▸ Fragmento del texto:
Además de un clásico de la literatura fantástica, La invención de Morel, novela escrita en 1940 por el argentino Adolfo Bioy Casares, es una obra con ecos reveladores en el cine y la televisión.
Con el paso de los años, de las décadas –y de los siglos, en algunos casos–, existen obras literarias que continúan despertando interés (cuando no inquietud) en el ámbito cultural. Es el caso de una de las novelas más enigmáticas del siglo XX, ideada por un autor que, aún a la sombra de Borges, posee un universo ideado con idéntico mimbres que el del autor de El Aleph. Por ello, la amistad entre ambos duraría cuatro décadas, colaborando en trabajos conjuntos e incluso creando un personaje tras el cuál ocultarse haciéndole pasar por real: el crítico “Bustos Domecq”. La premisa resultaba coherente y necesaria: poder expresar opiniones absolutamente viscerales por transparentes sin temor a represalias. En una época actual como la de la cancelación (con o sin razón, dependiendo del caso), este proyecto cobra mayor aura si cabe.
Con apenas 26 años, Bioy Casares propulsó su carrera literaria pergeñando La invención de Morel (1940), una historia inaudita, que algunos sitúan en el “realismo mágico” por la época y la geografía, pero que sin duda se encuentra entre las más sobresalientes de la ciencia ficción. Sus ecos han resonado en distintos autores y obras posteriores, como en un juego de espejos infinitos.

▸ Datos proporcionados:
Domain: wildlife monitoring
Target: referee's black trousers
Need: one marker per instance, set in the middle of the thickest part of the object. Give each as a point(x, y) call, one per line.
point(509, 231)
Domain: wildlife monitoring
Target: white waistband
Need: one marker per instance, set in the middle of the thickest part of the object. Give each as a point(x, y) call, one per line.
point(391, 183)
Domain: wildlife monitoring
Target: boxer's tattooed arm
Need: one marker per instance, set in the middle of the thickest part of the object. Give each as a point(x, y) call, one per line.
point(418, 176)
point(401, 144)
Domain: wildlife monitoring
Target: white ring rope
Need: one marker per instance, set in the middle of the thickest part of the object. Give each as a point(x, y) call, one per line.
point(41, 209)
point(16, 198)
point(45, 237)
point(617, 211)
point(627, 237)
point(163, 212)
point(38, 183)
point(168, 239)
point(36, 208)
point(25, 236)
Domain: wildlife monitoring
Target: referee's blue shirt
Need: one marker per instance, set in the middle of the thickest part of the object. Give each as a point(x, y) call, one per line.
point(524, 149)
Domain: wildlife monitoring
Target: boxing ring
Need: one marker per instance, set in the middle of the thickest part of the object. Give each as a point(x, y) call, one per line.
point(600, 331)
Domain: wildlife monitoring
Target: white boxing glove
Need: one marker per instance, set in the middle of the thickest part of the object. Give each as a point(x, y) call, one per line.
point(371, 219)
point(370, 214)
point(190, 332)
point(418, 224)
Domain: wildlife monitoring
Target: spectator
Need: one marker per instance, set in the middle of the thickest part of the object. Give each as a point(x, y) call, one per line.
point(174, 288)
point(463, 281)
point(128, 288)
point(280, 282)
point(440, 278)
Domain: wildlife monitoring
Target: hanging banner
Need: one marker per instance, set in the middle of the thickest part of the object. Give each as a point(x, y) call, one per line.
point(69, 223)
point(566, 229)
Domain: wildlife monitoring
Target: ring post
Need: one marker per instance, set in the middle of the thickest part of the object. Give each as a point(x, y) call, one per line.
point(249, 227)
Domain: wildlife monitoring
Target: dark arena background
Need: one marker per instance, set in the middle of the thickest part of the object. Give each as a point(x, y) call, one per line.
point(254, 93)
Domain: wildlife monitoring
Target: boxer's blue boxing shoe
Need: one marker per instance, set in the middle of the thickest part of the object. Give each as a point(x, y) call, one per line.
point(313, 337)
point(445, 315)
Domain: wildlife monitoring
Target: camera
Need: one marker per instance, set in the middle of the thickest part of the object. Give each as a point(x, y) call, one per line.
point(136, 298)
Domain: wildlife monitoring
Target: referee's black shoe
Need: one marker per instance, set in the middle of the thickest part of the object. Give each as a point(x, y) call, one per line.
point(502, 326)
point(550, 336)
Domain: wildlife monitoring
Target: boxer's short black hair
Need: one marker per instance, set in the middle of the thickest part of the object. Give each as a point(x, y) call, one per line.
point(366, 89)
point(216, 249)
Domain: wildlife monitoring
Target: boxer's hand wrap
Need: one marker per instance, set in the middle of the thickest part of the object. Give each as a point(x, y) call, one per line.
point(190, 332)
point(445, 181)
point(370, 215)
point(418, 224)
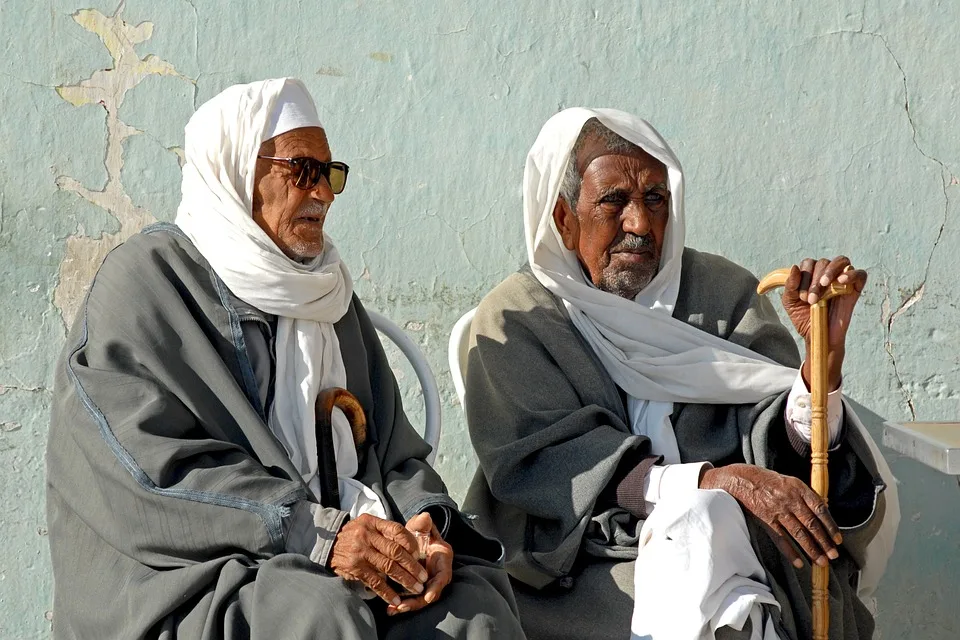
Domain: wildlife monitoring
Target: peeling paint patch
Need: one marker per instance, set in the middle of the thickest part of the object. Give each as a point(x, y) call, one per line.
point(331, 71)
point(106, 88)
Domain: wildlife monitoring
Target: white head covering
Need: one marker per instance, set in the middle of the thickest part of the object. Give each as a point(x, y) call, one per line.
point(292, 109)
point(656, 359)
point(222, 141)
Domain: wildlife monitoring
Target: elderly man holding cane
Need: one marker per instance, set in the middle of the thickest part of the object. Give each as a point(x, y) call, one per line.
point(201, 483)
point(642, 419)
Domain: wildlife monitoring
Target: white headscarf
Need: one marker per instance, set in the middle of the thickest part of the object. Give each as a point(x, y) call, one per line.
point(222, 141)
point(656, 359)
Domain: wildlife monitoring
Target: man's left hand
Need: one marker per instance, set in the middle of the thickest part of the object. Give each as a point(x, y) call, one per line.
point(438, 563)
point(807, 282)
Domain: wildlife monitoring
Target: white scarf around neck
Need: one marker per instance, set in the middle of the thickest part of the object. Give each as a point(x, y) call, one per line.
point(222, 141)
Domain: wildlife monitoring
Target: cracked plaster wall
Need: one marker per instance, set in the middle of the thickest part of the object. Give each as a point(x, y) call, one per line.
point(805, 128)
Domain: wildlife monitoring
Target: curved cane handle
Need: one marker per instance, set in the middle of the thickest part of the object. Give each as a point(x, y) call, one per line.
point(819, 477)
point(779, 277)
point(348, 403)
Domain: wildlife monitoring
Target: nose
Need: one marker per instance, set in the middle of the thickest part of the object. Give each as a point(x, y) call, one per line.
point(322, 191)
point(635, 218)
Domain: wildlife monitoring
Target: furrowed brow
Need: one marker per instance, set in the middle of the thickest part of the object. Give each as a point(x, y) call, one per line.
point(614, 191)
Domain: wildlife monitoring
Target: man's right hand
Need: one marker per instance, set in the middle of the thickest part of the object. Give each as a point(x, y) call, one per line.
point(788, 507)
point(370, 550)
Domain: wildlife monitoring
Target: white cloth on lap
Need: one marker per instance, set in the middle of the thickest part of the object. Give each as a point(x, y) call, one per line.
point(696, 571)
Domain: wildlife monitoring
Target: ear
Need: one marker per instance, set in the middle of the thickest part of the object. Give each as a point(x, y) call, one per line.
point(567, 224)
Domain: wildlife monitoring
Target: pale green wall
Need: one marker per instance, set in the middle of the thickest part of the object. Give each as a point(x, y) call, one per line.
point(806, 128)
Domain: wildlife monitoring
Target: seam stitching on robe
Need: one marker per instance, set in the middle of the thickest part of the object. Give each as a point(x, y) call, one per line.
point(411, 509)
point(271, 514)
point(250, 387)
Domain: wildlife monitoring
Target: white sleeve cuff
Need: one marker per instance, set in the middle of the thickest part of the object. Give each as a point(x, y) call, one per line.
point(799, 411)
point(670, 479)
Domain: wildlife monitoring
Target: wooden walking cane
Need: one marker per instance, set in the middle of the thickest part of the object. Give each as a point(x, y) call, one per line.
point(819, 479)
point(348, 403)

▸ Tareas escritas:
- 1) Responde según el texto sobre La invención de Morel:
(a) ¿En qué año se escribió la novela?
(b) ¿Cuánto tiempo duró la amistad entre Bioy Casares y Borges?
(c) ¿Qué edad tenía Bioy Casares cuando escribió La invención de Morel?
- 2) Prosigue el texto sobre La invención de Morel a partir de su última oración.
Los datos no guardan relación con el texto sobre La invención de Morel.

▸ Respuestas por tarea:
- 1)
(a) En 1940.
(b) Cuatro décadas.
(c) Apenas 26 años.

- 2)
Como toda obra que se precie, presenta puntos oscuros, ambigüedades que se prestan a la interpretación del espectador, permitiéndole pensar y discurrir por sus laberintos. En el prólogo de la obra, Borges (a quien Bioy dedica su relato) afirmaba no parecerle «una imprecisión o una hipérbole calificarla de perfecta». Y es que, con buenos ingredientes, se elaboran buenas recetas: la historia, en resumen, es la de un hombre (que no es Morel) condenado a cadena perpetua y huído de la justicia, el cual acaba recalando en una extraña isla del Pacífico Sur. No tardará en darse cuenta de que se encuentra habitada por individuos enigmáticos caracterizados como turistas, por lo que a fin de no ser descubierto por ellos deberá prescindir de parte de la geografía del lugar para acabar habitando su parte baja (en este sentido, algo similar a la «Casa tomada» de Cortázar, aunque en este caso no se visibilicen los habitantes-intrusos).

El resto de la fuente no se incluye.